[start of Entries shown]
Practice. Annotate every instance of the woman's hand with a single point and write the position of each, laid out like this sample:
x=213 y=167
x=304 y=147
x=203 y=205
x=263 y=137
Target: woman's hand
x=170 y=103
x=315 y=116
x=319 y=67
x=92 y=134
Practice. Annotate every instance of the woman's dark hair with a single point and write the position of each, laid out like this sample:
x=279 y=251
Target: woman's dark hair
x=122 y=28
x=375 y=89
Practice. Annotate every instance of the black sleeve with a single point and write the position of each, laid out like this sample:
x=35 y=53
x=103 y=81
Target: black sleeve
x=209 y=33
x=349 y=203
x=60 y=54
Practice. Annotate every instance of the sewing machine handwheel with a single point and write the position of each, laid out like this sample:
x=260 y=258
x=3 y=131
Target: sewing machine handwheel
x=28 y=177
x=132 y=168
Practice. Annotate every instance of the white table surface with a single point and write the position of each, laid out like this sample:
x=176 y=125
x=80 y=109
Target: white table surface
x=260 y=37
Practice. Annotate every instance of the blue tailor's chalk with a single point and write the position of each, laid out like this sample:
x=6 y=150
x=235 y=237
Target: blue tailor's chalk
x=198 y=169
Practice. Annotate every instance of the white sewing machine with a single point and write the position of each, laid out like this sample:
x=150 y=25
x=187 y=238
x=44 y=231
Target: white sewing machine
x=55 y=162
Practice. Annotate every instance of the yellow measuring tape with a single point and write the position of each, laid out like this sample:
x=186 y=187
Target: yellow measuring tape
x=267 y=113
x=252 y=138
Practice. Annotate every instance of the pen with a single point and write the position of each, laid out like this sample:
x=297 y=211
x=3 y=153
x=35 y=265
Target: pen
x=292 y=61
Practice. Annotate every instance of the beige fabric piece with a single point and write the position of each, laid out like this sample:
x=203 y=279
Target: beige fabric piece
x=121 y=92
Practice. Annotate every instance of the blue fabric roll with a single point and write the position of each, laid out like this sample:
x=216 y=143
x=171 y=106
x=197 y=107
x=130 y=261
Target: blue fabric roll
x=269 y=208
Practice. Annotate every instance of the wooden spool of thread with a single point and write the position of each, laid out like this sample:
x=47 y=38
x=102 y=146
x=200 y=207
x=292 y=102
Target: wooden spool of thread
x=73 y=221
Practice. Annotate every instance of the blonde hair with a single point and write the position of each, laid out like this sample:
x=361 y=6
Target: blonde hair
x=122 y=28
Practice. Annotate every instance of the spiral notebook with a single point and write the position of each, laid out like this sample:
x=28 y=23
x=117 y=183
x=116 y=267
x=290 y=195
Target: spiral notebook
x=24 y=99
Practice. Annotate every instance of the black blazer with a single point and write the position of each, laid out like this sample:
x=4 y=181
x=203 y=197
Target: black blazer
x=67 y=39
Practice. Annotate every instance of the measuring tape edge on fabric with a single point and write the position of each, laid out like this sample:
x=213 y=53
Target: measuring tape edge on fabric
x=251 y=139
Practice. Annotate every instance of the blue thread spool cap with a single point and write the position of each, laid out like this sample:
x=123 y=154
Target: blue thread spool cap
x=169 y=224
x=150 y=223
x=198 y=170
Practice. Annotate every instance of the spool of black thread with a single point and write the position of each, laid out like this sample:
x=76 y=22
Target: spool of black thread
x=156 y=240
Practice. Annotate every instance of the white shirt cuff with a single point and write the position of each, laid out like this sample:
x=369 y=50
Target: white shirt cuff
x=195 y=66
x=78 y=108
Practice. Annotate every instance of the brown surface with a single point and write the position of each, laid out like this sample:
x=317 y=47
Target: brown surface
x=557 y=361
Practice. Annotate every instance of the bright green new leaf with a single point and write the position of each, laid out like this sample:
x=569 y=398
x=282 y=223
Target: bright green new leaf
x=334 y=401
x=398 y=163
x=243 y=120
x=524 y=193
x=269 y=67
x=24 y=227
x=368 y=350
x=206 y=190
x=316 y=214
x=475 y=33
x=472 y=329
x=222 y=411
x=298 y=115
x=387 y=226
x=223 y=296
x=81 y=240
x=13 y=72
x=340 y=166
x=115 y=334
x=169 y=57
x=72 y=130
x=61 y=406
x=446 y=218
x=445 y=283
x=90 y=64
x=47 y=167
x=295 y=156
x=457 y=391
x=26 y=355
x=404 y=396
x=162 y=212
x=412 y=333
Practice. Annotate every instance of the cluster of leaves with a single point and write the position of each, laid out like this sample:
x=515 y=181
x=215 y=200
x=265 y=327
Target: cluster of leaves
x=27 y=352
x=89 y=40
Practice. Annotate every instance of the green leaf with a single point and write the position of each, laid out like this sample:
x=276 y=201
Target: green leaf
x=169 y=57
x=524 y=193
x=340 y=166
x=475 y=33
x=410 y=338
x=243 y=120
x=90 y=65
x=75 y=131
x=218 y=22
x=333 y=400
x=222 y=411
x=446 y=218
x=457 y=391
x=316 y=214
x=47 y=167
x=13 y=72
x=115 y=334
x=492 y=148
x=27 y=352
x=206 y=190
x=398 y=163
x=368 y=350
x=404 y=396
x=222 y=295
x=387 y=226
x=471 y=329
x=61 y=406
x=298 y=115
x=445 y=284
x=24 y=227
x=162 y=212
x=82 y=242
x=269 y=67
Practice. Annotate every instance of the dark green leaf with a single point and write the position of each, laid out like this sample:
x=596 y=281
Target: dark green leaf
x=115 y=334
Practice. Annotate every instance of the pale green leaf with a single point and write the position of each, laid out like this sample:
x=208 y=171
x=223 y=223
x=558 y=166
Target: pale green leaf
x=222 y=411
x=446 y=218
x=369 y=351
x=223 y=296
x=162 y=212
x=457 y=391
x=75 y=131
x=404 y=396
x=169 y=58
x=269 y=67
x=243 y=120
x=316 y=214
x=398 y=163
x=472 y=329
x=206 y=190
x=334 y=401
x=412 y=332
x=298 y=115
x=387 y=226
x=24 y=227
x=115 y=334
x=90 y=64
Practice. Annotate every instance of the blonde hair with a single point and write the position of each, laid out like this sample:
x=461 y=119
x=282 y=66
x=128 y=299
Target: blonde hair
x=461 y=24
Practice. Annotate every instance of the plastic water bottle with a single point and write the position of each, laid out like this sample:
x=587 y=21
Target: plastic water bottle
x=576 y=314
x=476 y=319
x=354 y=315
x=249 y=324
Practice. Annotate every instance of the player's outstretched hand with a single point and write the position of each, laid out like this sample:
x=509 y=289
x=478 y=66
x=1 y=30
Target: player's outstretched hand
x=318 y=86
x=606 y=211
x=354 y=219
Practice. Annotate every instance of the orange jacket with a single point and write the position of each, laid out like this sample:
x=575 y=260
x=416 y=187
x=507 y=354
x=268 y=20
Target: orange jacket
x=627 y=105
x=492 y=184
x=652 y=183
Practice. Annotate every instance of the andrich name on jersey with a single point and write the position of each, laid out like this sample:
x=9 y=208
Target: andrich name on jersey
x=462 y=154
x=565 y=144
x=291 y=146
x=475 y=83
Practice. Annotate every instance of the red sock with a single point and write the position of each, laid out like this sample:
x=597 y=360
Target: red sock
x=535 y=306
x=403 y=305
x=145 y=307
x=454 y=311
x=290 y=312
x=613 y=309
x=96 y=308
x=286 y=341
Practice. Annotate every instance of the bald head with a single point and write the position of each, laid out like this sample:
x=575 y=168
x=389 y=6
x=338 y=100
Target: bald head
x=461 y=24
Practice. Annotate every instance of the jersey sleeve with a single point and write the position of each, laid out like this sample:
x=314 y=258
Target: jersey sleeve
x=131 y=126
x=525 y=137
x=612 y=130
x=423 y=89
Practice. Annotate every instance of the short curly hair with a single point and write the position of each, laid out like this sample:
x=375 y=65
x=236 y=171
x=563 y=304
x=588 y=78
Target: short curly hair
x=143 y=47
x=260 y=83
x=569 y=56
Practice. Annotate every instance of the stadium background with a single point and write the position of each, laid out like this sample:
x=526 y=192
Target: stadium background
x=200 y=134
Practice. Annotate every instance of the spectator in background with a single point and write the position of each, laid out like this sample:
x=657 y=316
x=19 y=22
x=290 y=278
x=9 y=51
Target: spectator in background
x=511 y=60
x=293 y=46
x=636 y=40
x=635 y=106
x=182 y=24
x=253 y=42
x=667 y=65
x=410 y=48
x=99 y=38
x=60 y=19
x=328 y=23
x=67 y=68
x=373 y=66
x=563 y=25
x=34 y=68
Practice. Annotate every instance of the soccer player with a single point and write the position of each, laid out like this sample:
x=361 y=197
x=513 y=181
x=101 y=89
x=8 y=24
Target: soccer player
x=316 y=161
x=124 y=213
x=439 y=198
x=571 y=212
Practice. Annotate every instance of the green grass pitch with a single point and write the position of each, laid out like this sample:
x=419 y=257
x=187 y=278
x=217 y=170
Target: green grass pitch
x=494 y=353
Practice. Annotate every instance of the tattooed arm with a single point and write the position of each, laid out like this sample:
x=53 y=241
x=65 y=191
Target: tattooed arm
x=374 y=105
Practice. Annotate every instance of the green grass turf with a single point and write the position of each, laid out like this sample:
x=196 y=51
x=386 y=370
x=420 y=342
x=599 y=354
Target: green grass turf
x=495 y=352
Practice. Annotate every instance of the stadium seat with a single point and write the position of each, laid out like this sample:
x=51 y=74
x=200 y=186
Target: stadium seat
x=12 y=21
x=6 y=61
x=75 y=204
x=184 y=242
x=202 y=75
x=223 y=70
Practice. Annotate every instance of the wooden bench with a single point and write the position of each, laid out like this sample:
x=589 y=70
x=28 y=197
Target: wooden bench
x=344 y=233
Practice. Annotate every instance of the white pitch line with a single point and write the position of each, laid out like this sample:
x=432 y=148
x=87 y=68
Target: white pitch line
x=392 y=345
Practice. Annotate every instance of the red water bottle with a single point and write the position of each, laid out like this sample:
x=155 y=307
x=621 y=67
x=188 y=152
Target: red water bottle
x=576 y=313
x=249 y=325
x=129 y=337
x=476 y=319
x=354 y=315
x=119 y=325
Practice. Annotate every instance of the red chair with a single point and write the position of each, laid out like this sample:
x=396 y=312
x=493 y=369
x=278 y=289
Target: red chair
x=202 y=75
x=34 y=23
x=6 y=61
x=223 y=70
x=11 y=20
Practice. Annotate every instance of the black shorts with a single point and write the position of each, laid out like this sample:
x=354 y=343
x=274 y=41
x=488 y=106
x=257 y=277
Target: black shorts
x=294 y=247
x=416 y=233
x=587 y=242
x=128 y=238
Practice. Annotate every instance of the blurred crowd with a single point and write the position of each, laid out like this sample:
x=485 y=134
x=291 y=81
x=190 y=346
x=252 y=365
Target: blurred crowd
[end of Entries shown]
■ Task description ■
Please copy the records starting at the line that contains "Practice. Annotate every instance of the measuring" and ending at the line that contains "x=198 y=170", substituting "bobbin cap" for "spool cap" and leaving everything else unchanged.

■ Answer in full ■
Practice. Annotate every instance of the measuring tape edge on fabric with a single point and write the position of each, laid out like this sample:
x=213 y=53
Target: measuring tape edge on fabric
x=251 y=139
Practice. Annotate every instance of the blue thread bobbin cap with a single point and write the position of each, laid out like this sample:
x=123 y=154
Target: blue thread bobbin cap
x=169 y=224
x=150 y=223
x=198 y=170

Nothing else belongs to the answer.